AIM OF THE TASK
Output the records exactly as they appear, with no pictures included.

SUPPLIED MATERIAL
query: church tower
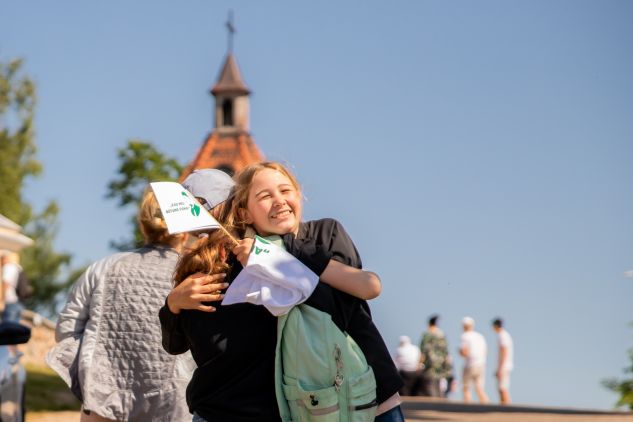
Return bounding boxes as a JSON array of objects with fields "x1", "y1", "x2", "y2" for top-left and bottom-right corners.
[{"x1": 180, "y1": 14, "x2": 264, "y2": 179}]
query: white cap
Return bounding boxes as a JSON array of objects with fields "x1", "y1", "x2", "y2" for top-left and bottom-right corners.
[
  {"x1": 182, "y1": 169, "x2": 234, "y2": 211},
  {"x1": 462, "y1": 316, "x2": 475, "y2": 327},
  {"x1": 399, "y1": 335, "x2": 411, "y2": 344}
]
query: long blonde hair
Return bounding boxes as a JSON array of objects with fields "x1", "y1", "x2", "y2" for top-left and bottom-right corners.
[{"x1": 137, "y1": 188, "x2": 184, "y2": 248}]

RESPONSE TO THE EXERCISE
query: church tower
Return bounding boxes as a JSON array of objects with fields "x1", "y1", "x2", "y2" for top-left and bottom-right corners.
[{"x1": 180, "y1": 14, "x2": 264, "y2": 179}]
query: white cap
Return bounding boxes as a JSON array of objects with fields "x1", "y1", "x2", "y2" for top-left and bottom-right corners.
[
  {"x1": 182, "y1": 169, "x2": 234, "y2": 211},
  {"x1": 462, "y1": 316, "x2": 475, "y2": 327},
  {"x1": 399, "y1": 335, "x2": 411, "y2": 344}
]
query: long blonde hair
Return bounding boxes as a JSON array of objects with fields "x1", "y1", "x2", "y2" for top-left and bottom-right corners.
[{"x1": 137, "y1": 188, "x2": 184, "y2": 248}]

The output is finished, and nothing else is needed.